▸ Required task
In the pitch letter tips below, please say who the person mentioned under the advice about boastful or tentative language said had read his manuscript.

Other Tips for a Winning Pitch Letter
• Read it aloud: Read your draft aloud. Read it fast and read it slowly. Read it backward, paragraph by paragraph. When you read it, break it up by phrases. Emphasize the nouns one time and the verbs another time.
• Simplify, simplify, simplify. When we summarize something big and complex, we tend to pack too much information. We jam ideas into our paragraphs like sardines into tins. Don’t! Do not make the reader track back to figure out who’s who, whats’ what, and where’s where. Introduce people and dilemmas slowly; let then u-n-f-o-l-d.
• Put everything into action. Show action to show the character doing something specific. Put something in the character’s hands. Show something happening nearby. Catch the character switching his attention and actions.
• Avoid boastful or tentative language. Yes, we know you’re the perfect person for the project. But don’t boast. Let your writing and record tell the story. At the same time, don’t be defensive. I know someone who mentioned that he had a “professional editor” read his manuscript. Ouch. That made him look tentative and defensiveness. (He shouldn’t be. He’s brilliant.) Let your ideas and storytelling prowess win the day.

▸ Entries from an annotation dataset
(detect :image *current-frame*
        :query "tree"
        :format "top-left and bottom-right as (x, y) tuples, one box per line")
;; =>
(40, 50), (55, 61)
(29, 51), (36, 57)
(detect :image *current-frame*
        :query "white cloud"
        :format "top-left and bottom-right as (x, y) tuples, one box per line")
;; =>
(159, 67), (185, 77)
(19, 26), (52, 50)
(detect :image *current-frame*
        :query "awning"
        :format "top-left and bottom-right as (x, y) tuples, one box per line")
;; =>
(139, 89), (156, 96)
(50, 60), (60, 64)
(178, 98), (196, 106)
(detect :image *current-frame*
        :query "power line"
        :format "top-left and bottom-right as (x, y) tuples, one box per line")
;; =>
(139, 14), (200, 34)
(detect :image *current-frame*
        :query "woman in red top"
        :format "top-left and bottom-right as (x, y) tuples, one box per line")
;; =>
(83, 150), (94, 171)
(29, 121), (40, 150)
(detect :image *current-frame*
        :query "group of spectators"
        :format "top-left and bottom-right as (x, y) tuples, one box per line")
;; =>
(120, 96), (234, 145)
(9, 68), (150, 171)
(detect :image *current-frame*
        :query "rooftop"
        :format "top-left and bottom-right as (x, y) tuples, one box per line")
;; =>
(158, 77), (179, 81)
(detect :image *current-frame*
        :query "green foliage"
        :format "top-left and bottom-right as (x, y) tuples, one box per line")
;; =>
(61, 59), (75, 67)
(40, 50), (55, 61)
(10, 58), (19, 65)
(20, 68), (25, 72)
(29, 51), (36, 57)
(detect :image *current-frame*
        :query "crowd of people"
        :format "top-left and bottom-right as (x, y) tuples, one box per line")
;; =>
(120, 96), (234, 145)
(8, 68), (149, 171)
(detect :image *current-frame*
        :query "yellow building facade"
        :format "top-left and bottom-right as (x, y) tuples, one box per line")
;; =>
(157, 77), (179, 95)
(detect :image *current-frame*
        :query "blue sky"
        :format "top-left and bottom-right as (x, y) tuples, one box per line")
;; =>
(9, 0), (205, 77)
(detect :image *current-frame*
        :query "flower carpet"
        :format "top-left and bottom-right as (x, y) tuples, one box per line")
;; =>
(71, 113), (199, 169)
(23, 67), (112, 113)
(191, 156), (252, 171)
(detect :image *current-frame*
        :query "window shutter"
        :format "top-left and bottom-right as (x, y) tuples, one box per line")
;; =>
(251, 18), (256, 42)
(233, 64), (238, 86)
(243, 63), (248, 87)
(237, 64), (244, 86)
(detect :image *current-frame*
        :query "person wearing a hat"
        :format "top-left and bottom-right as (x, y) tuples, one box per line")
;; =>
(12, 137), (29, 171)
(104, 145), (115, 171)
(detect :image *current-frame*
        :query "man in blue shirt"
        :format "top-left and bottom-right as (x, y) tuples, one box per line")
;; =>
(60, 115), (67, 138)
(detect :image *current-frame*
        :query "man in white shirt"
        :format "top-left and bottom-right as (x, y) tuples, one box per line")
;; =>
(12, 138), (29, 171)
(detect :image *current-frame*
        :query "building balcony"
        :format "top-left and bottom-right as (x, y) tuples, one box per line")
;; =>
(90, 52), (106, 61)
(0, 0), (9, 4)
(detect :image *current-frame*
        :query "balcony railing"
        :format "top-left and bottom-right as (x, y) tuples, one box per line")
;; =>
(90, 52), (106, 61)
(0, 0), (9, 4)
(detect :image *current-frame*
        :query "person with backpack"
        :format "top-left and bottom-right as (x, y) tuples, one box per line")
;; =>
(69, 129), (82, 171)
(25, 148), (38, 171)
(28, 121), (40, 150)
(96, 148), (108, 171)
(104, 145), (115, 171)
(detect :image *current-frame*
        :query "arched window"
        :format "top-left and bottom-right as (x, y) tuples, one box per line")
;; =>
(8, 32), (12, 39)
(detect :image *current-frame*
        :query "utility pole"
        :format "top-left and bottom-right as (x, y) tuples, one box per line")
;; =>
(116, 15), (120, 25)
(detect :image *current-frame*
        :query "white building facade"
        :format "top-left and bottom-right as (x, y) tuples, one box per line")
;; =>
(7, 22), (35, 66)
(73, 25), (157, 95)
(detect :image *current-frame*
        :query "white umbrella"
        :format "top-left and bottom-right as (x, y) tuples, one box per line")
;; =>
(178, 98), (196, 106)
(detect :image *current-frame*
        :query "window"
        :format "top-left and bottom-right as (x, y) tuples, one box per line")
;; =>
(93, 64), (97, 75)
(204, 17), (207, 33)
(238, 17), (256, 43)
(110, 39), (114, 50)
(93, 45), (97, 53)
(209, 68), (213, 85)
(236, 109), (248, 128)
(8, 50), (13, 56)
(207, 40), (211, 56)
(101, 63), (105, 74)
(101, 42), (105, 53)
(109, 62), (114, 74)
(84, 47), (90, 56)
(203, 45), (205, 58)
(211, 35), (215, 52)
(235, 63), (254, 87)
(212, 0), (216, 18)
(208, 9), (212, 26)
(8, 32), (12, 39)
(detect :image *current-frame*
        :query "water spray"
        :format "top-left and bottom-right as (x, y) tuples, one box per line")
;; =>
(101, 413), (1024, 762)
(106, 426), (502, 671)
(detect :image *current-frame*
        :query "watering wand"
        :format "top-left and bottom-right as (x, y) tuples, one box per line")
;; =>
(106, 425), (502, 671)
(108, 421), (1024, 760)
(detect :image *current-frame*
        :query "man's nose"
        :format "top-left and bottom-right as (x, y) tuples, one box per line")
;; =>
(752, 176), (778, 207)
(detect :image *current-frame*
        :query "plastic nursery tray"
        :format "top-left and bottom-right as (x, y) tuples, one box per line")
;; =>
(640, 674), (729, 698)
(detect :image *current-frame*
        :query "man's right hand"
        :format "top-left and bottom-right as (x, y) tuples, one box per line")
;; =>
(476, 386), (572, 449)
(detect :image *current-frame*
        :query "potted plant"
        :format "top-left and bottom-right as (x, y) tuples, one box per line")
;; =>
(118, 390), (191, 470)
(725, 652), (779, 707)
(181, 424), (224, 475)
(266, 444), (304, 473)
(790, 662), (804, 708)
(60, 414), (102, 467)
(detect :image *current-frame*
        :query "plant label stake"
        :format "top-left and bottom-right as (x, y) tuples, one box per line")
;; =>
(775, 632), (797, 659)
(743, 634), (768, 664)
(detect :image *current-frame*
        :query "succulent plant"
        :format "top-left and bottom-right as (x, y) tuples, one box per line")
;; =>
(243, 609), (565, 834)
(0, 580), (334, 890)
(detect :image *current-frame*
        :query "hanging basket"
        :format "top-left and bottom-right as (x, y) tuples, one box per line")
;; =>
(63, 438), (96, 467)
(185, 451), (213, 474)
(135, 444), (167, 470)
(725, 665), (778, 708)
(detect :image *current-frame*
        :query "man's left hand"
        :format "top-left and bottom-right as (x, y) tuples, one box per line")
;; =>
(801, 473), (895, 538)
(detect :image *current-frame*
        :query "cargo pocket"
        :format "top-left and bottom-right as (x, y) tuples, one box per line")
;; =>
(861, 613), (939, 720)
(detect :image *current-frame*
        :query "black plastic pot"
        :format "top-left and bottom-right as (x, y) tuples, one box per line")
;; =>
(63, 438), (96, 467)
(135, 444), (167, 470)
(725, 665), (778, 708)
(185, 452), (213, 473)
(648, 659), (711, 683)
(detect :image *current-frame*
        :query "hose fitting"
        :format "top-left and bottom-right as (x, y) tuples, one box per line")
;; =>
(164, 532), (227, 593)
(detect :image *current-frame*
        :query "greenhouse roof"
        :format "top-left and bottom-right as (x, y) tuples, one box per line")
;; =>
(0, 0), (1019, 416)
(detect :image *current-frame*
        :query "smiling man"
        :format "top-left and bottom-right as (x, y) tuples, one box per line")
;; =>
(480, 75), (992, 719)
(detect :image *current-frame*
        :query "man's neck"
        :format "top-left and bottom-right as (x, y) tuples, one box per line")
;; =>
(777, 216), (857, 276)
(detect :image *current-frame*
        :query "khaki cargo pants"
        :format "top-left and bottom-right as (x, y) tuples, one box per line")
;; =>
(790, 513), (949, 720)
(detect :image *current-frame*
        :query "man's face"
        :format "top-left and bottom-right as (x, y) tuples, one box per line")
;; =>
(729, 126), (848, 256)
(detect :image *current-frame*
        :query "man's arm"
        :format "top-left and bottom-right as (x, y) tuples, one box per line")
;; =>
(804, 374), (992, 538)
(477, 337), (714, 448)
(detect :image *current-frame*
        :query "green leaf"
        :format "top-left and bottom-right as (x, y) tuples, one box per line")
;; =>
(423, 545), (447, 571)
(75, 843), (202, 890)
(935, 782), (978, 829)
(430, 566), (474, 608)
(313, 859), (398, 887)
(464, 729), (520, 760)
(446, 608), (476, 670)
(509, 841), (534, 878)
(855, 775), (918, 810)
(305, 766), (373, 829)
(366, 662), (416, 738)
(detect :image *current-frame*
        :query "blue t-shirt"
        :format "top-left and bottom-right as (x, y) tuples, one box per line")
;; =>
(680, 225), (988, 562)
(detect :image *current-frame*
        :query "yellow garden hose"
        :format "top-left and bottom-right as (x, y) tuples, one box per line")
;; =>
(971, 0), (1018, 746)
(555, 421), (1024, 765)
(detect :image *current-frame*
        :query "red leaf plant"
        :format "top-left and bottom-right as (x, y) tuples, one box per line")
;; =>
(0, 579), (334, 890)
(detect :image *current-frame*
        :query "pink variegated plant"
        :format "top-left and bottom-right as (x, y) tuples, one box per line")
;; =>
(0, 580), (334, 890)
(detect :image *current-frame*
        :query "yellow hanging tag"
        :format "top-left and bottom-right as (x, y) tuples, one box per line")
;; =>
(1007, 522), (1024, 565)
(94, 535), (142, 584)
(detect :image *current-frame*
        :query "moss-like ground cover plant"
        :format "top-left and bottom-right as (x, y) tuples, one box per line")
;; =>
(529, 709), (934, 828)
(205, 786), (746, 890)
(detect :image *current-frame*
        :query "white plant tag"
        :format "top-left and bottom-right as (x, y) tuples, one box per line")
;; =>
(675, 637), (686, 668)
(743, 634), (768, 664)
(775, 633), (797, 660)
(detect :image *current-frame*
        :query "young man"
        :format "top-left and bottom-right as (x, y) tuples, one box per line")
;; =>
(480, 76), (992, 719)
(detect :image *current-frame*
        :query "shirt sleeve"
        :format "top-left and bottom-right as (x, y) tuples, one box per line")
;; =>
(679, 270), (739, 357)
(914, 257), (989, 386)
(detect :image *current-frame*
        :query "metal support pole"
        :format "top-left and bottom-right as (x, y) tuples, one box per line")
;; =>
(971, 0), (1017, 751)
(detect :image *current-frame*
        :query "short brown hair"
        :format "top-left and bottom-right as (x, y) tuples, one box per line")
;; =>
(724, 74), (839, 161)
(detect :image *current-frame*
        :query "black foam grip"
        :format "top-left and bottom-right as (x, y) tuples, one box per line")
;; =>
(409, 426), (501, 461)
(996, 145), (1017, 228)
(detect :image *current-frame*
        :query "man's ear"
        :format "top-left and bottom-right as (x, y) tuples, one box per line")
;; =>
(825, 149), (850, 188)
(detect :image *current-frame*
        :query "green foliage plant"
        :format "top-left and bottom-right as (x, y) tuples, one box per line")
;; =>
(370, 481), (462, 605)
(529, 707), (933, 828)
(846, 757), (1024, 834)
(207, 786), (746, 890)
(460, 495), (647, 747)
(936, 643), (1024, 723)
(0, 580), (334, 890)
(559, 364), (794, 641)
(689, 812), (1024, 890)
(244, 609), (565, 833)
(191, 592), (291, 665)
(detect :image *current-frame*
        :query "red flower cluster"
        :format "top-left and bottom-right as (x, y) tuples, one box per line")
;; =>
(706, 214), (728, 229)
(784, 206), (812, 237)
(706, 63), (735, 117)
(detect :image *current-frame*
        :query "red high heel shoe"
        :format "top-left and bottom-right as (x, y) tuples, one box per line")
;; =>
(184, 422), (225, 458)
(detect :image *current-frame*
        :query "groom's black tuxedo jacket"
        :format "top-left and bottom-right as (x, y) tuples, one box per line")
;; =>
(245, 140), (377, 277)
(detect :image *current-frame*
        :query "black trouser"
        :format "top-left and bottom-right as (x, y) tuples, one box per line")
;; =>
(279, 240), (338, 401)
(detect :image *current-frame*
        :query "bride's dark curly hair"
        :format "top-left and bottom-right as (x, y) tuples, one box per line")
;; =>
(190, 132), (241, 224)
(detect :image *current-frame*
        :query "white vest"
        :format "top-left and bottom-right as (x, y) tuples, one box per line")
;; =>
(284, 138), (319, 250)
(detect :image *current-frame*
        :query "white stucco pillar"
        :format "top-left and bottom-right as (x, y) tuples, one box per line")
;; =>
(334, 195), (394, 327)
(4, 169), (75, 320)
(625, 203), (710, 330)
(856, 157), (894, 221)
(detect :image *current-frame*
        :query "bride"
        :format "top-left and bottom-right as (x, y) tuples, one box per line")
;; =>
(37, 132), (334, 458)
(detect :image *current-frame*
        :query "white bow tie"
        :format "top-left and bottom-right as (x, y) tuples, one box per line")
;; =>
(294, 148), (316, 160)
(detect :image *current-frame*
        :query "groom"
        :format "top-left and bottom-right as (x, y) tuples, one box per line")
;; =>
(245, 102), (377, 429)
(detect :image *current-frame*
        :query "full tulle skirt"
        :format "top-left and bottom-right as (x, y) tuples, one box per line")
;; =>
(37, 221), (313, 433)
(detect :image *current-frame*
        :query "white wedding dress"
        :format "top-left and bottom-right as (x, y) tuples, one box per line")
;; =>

▸ Answer to the exercise
A "professional editor."